QUOTED PASSAGE =>
(begin)

Rwanda dreams and the wokerati: the many controversies of Suella Braverman

Suella Braverman speaks on stage at Britain's Conservative Party's annual conference in Manchester
Suella Braverman: commonsense or contrarian? Photograph: Hannah McKay/Reuters

Suella Braverman is seemingly unable to walk past a political dispute without stirring the pot. Hailed by rightwing Conservatives as a voice of common sense, but viewed by others in the party as a career-obsessed populist contrarian, she has been involved in numerous controversies. Here are a few:

Cultural Marxism

In 2019, on the backbenches after resigning as a Brexit minister under Theresa May, Braverman was criticised by Jewish groups after saying in a speech that the UK was “engaged in a battle against cultural Marxism”. While she was talking about censorship, the term centres around a conspiracy theory that Marxist scholars of the Frankfurt school in inter-war Germany devised a manipulative programme of progressive politics intended to undermine western democracies. Many of the academics were Jewish, and the concept is closely associated with antisemitic ideas.

Breaking international law

Plans within the internal markets bill for the UK to break international law by unilaterally amending the Brexit withdrawal agreement under Boris Johson was not Braverman’s idea. However, as attorney general she was condemned by some lawyers for enthusiastically defending it – and did not win friends in Labour for calling the opposition MP Ellie Reeves “emotional” in a Commons debate.

Her Rwanda ‘dream’

The scheme to deport asylum seekers to Rwanda was devised under Johnson, but Braverman is its most vocal promoter – not least in October last year, when as Liz Truss’s home secretary she was filmed saying it was her “dream” to see such flights happen.

(end)

DIRECTION =>
List the subheadings that divide the article on Suella Braverman's controversies into its individual controversies.

ITEMS =>

(begin)

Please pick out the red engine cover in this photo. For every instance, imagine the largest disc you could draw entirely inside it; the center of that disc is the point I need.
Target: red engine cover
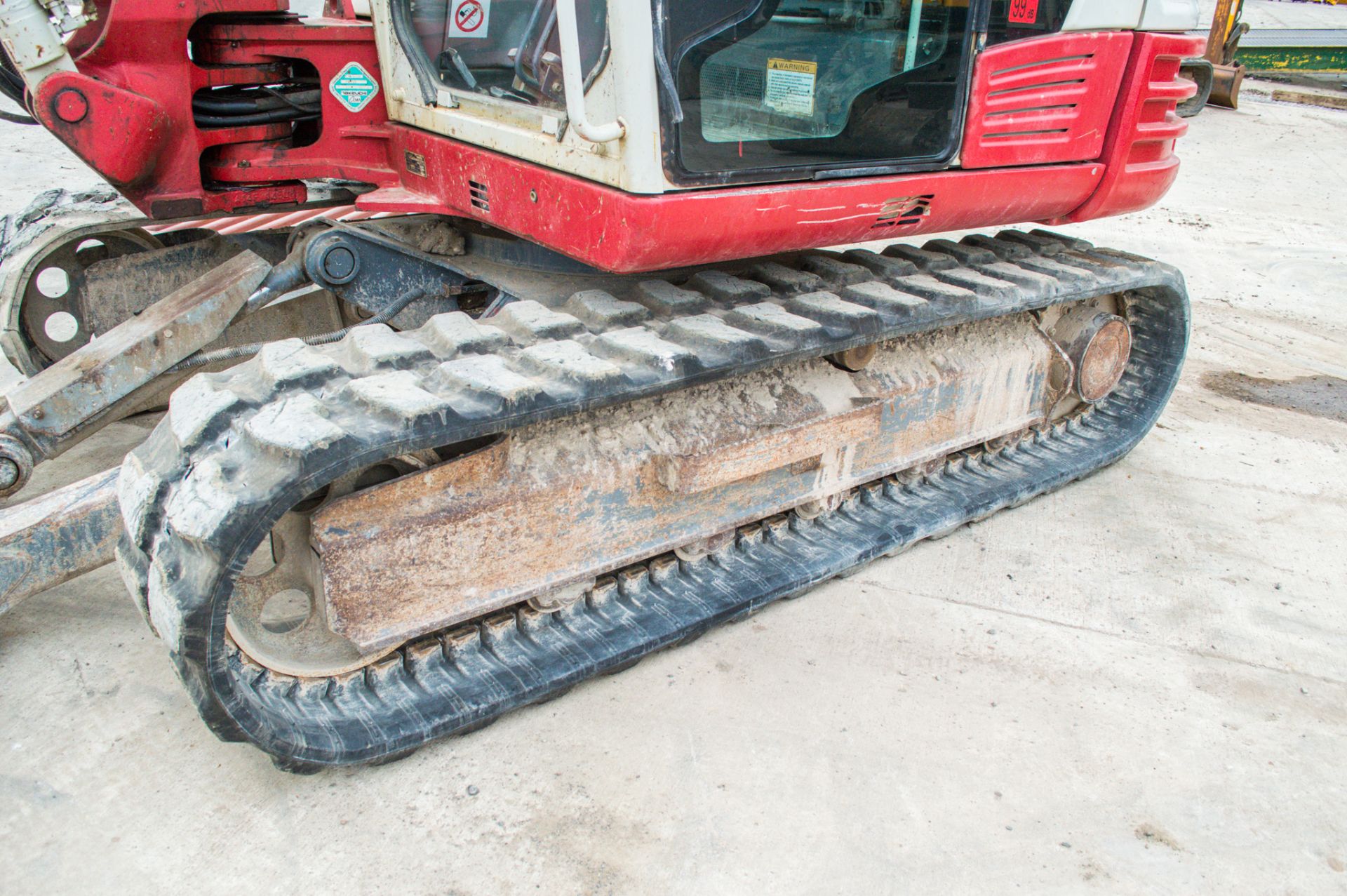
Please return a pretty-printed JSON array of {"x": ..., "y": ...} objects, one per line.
[{"x": 1044, "y": 100}]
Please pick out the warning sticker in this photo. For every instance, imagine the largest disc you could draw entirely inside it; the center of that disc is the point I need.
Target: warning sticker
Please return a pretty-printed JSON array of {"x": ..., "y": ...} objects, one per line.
[
  {"x": 790, "y": 86},
  {"x": 1024, "y": 11},
  {"x": 354, "y": 86},
  {"x": 469, "y": 18}
]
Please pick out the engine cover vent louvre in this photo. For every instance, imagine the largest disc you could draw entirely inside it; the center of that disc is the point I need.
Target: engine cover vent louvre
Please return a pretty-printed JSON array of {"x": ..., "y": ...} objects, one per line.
[
  {"x": 478, "y": 196},
  {"x": 1044, "y": 100},
  {"x": 904, "y": 212}
]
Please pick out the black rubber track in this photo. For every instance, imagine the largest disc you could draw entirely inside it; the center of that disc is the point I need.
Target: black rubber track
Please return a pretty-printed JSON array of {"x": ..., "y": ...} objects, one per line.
[{"x": 184, "y": 569}]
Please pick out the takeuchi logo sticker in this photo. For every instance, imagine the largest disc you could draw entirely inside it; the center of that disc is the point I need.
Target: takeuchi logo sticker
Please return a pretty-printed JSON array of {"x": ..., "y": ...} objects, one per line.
[{"x": 354, "y": 86}]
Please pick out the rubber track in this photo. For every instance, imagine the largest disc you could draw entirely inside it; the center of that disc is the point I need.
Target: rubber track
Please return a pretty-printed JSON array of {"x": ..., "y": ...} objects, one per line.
[{"x": 240, "y": 448}]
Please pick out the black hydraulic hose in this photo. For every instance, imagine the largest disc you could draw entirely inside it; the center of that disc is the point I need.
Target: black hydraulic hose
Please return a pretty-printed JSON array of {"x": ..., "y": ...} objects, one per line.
[
  {"x": 274, "y": 116},
  {"x": 13, "y": 86},
  {"x": 227, "y": 104}
]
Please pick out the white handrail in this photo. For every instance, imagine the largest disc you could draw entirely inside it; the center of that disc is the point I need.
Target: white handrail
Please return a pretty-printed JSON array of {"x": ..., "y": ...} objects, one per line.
[{"x": 572, "y": 76}]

(end)

OUTPUT OF THE TASK =>
- Cultural Marxism
- Breaking international law
- Her Rwanda ‘dream’